_Things to do_.
1. According to the passage on Nigerian electricity charges, who is reportedly the biggest defaulter of electricity bills?
2. In the passage on Nigerian electricity charges, copy the part that opens with the words containing "Third is the" and closes with "make his payments.", renaming "Telmex" to "the phone company" throughout.

One, there is something really wrong with a system which forces people to pay for something they have not enjoyed and will not enjoy. There is a name for this: exploitation. Or in the development-speak of “Why Nations Fail”, it is a symptom of extractive institutions, i.e., designed to take income, wealth and resources from one larger subset of society for the benefit of a different smaller subset. The second is that we have not heard a fair justification for increasing the fixed charges when the electricity tariffs are going up too (N8.89, N10.99, N12.61). In order for consumers to appreciate the fixed charge which is meant to cover the fixed cost of supply, it would have been useful to explain what these fixed costs are, i.e., is this payment for the electricity cables, the cost of administration, the salaries of employees or maybe the cost of meters since it is still unclear who is supposed to pay for them? The failure of distribution companies to provide meters for their customers has been hinted at by the latest actions of NERC instructing companies to sell the meters and reimburse customers through their bills over time. It is possible that fixed charges significantly higher than the present might be justifiable but the performance to date has simply damaged consumer confidence further. One would also ask: If our large population in Nigeria is supposed to be an advantage, why are the economies of scale not working to the advantage of consumers? Could the problem be tied to the lack of meters? Since the biggest defaulter of electricity bills is reportedly the federal government, then, Nigerians should know if the FG is now fully or partially (if so, to what extent) on meters. If the answer is that much of the FG is still not on the meters, then it means Nigerians who are using pre-paid meters and those who are not (but who continue to get unreasonable bills) are being made to unfairly subsidize the FG. A quick visit by NERC or any interested CSO to some Abuja ministry offices should prove illuminating.

Third is the issue of investment in power a.k.a. privatisation. Carlos Slim – one of the richest men on earth – comes from an extractive society. According to Acemoglu and Robinson, Slim did not make his money by innovation. “His major coup was the acquisition of Telmex, the Mexican telecommunications monopoly that was privatized in 1990.” Slim did not put in the highest bid, but he still won. He did not pay for the shares in Telmex right away; instead he delayed payment and used the dividends of Telmex (after taking control of the company) to make his payments.

_Data section_.
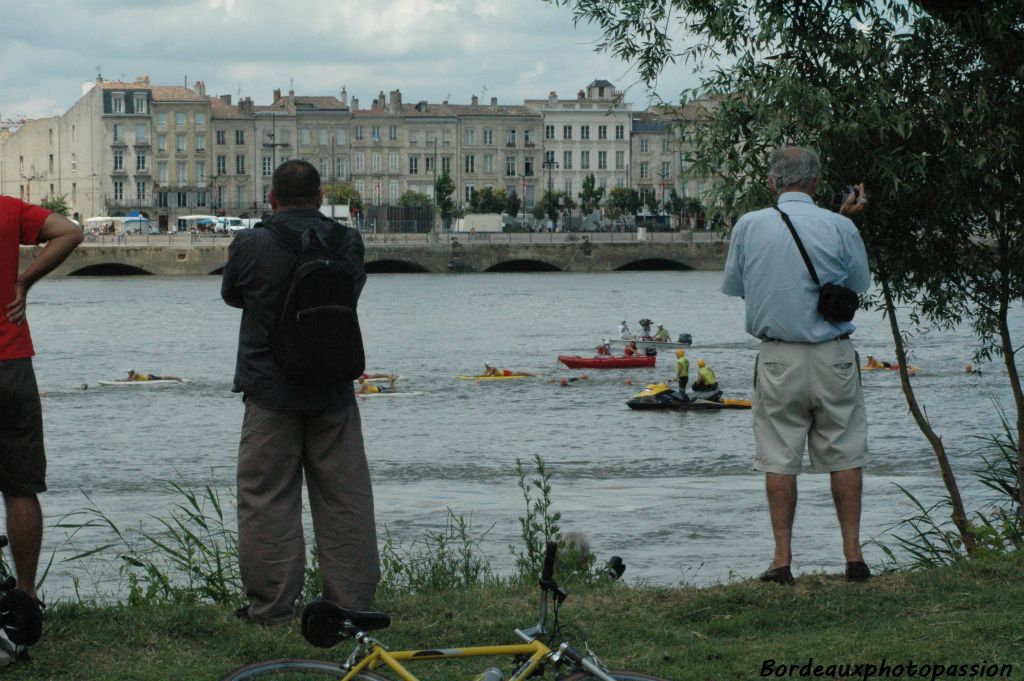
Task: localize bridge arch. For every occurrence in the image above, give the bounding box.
[366,258,430,274]
[615,258,693,271]
[68,262,153,276]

_Task results_.
1. The federal government.

2.
Third is the issue of investment in power a.k.a. privatisation. Carlos Slim – one of the richest men on earth – comes from an extractive society. According to Acemoglu and Robinson, Slim did not make his money by innovation. “His major coup was the acquisition of the phone company, the Mexican telecommunications monopoly that was privatized in 1990.” Slim did not put in the highest bid, but he still won. He did not pay for the shares in the phone company right away; instead he delayed payment and used the dividends of the phone company (after taking control of the company) to make his payments.